What is asked:
Carry over the listing below, requests included, from its start through the line containing "<point>58,706</point>". Add 23 to every coordinate in the answer points, leaving the numbers in the requests and their format samples unchanged.

Labeled-object pointing entries:
▼

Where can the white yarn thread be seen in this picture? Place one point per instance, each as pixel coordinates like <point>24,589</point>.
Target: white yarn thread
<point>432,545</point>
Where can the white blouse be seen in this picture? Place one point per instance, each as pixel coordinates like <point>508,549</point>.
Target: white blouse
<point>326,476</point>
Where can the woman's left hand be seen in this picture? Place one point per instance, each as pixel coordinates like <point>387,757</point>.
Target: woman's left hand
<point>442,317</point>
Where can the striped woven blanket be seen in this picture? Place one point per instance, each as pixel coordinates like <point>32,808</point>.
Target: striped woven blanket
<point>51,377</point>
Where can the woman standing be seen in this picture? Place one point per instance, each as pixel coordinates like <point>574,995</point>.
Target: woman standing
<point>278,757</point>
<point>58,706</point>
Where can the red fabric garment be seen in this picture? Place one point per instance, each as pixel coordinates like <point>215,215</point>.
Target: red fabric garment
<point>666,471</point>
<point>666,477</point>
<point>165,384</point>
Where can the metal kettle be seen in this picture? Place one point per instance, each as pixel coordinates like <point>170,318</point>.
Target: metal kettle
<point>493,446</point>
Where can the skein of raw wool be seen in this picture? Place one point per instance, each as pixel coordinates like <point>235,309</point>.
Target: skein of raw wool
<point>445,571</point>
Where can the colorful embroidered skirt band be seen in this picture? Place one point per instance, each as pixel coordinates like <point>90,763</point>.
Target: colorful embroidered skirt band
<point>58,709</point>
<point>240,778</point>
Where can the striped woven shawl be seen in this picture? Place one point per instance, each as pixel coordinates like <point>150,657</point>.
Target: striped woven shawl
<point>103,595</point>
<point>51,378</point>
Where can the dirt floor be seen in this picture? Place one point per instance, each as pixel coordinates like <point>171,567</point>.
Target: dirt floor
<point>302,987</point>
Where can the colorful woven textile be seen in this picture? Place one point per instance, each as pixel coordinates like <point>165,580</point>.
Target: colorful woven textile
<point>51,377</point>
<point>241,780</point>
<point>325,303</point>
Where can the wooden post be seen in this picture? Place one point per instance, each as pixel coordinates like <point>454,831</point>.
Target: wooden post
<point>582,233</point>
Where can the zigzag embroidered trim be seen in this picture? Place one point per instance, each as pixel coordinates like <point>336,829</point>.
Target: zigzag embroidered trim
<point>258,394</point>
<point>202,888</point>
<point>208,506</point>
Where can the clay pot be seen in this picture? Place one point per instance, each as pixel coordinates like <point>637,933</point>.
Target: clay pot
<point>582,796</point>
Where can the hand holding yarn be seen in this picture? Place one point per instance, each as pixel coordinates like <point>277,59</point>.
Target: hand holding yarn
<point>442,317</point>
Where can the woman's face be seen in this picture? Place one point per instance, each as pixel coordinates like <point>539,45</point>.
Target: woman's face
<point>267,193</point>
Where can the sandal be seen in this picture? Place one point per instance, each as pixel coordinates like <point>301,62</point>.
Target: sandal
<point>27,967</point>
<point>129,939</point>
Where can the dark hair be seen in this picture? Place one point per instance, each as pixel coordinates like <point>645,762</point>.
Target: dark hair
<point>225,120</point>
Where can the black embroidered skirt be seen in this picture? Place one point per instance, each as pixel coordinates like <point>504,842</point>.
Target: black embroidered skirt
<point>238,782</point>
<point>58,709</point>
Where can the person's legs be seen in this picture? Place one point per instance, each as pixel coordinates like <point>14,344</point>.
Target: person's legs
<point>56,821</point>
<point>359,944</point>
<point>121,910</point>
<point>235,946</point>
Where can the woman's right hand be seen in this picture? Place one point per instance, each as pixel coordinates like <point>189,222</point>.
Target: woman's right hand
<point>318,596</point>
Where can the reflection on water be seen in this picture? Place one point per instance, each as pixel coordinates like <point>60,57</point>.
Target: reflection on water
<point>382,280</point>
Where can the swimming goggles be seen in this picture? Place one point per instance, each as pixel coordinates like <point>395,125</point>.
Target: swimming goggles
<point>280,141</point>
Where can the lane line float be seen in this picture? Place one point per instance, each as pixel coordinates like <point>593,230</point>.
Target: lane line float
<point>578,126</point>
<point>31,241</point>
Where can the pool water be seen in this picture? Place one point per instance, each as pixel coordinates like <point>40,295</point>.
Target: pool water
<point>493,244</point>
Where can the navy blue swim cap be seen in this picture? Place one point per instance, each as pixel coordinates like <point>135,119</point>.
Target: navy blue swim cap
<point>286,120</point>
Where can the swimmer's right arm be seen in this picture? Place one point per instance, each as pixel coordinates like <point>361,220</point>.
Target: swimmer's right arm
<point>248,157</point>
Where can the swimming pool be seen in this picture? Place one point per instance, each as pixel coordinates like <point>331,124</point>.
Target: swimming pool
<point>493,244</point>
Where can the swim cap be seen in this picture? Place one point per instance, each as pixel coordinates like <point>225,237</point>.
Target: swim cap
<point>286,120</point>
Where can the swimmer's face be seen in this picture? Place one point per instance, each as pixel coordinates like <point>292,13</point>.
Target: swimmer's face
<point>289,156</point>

▲

Task result:
Where can the white yarn thread be seen in this picture? Place one point per instance, each as pixel coordinates like <point>24,589</point>.
Target: white yarn thread
<point>455,568</point>
Where can the white blouse be seen in this picture? Place one point per instance, each as pixel coordinates like <point>508,549</point>.
Target: white blouse
<point>349,499</point>
Where can the woman's left hand be seen in this picture? Place one point per instance, each as pixel coordinates like <point>387,757</point>.
Target: woman's left hand
<point>465,340</point>
Where can the striped woven blanket be seen in this picture? Place one point per instance, each as pixel coordinates like <point>32,808</point>.
Target: striped woven blanket
<point>74,400</point>
Where can the woman standing be seen in this picture? Place one point per instance, each as pixel coordinates like <point>574,995</point>.
Target: woman standing
<point>301,780</point>
<point>81,729</point>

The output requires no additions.